Exercise aim:
Copy out the data below verbatim, leaving out the pictures.

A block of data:
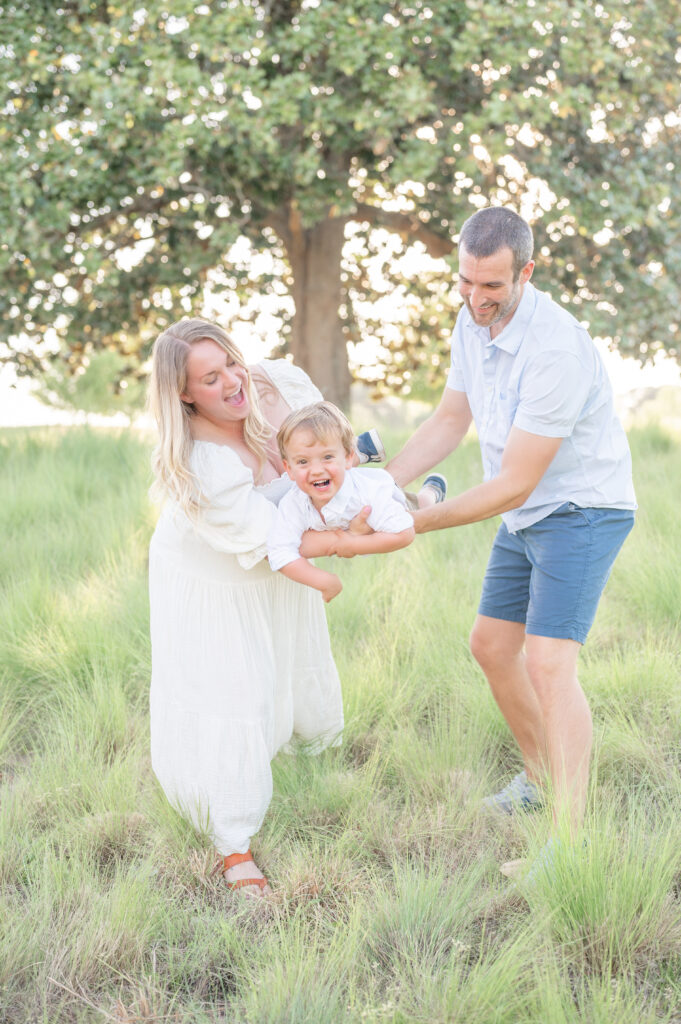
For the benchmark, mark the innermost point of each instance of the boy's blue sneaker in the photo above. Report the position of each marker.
(519, 795)
(370, 448)
(438, 484)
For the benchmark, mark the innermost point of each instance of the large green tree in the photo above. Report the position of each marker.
(141, 139)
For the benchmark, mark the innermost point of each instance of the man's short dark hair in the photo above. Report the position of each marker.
(494, 228)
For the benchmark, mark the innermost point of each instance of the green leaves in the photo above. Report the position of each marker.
(165, 134)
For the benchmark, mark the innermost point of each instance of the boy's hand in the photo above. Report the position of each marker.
(332, 589)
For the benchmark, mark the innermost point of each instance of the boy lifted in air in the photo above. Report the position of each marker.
(317, 446)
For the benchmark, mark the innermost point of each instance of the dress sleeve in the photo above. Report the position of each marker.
(293, 383)
(236, 519)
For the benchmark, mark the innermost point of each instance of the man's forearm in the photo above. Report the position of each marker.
(373, 544)
(482, 502)
(303, 571)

Solution to this problem:
For the benchmark, mark the innermost point of each instance of the boy's blue sneaker in the photo above. Report the position of each marker.
(519, 795)
(370, 448)
(438, 484)
For the benchmark, mark the innermost point of each instance of the large green tree in the photo above. Report the position of each marker.
(141, 139)
For the benchmark, mark the innermost point of each instance of the man's short dark hair in the photo above. Report the position of each marker.
(494, 228)
For the benchmark, mark the innermost point of each instance of the green leaves in the photo above. Report the position of each marker.
(165, 134)
For the benchmark, mark the innermost point of each instance of the boy's hand in the photo above. Report the position of each marker.
(332, 589)
For the benchmark, mark the innermost point of each instance of the boy lifted in air in the photo above. Report the position of each marker.
(317, 446)
For the benchmark, mark the innermost point of each instance of the dress sleeve in the photo above. Report the position of each marker.
(293, 383)
(236, 519)
For the benchmark, mark the innermost point of each instance of the man's forearm in the photo above. Report the position of each marker.
(373, 544)
(482, 502)
(303, 571)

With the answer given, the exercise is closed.